#### [DIRECTIVE]
Pick up the mailing-list thread about NFS clients hanging and continue it from its last sentence.

#### [GIVEN PASSAGE]
"""

You didn't say where your server was located, but if it is on the
other side of the bridge, I would suspect that it is the culprit. I
have seen flaky or underpowered bridges cause the behavior you are
experiencing. Try installing a different bridge with more horsepower
(i.e., packet forwarding rate), if possible, and see if that helps.

Greg
=-=-=-=-=-=-=-=-=-=-=-=-=-=-=-=-=-=-=-=-=-=-=-=-=-=-=-=-=-=-=-=-=-=-=-=-=-=
From: <daryl@oceanus.mitre.org>
To: <rap@physics.ubc.ca>
Subject: Re: nfs clients getting hung intermittently

Ron,

I'm not much help in the NFS problem, but we have had a lot of experience
with Arbortext's "The Publisher". I've seen periodic slowdowns and momentary
"hangs" when running the SunView version of 'publisher' under OpenWindows.

"""

#### [GIVEN INFORMATION]
"""

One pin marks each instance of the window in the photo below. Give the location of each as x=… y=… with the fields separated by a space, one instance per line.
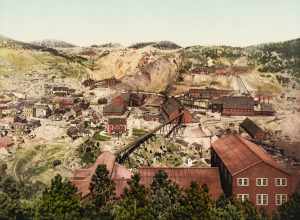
x=280 y=199
x=261 y=181
x=243 y=197
x=243 y=181
x=280 y=181
x=261 y=199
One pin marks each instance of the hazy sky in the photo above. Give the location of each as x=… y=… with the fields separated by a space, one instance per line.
x=186 y=22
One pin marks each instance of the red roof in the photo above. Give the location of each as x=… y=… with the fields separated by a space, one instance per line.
x=119 y=174
x=6 y=142
x=239 y=154
x=184 y=176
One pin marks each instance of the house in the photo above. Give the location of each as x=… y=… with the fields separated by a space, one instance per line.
x=102 y=101
x=200 y=70
x=151 y=114
x=73 y=132
x=41 y=111
x=116 y=125
x=252 y=129
x=183 y=177
x=28 y=110
x=107 y=83
x=20 y=128
x=208 y=93
x=266 y=109
x=61 y=91
x=234 y=106
x=6 y=142
x=120 y=175
x=171 y=108
x=114 y=109
x=247 y=171
x=63 y=102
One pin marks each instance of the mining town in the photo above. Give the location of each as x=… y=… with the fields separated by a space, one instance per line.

"""

#### [RESULT OF THIS EXERCISE]
The X11 version 'xpublisher' runs better under OpenWindows but the X11
version of 'pubdraw' is clumsy so I don't use it. We've had best success
with 'publisher' under SunView instead of OpenWindows.

We've found that 'pubdraw' with lots of text gets very slow during
magnification changes. Sometimes a user with a very large document forgets
that in our system, the publisher "autosave" feature is enabled by default
and it may take a minute or two every 15 minutes to checkpoint the document.

Our department at Mitre has used "The Publisher" for several years (since
revision 2.0). Despite initial grumblings about bugs and inconsistencies
in the interface, we have become dependent on publisher for almost all our
document production (letters, memos, technical papers, technical reports, books
, viewgraphs, notices, diagrams, etc.). The secretaries have all
had instruction classes from Arbortext and we are now smoothly "publishering"
along. Version 3.4a works very nicely.

I'm very interested in hearing success or horror stories about "The Publisher".
I'm especially interested in problems that cause the slowdowns and hangs.

If you find a real NFS problem and/or solution, I'd be very interested.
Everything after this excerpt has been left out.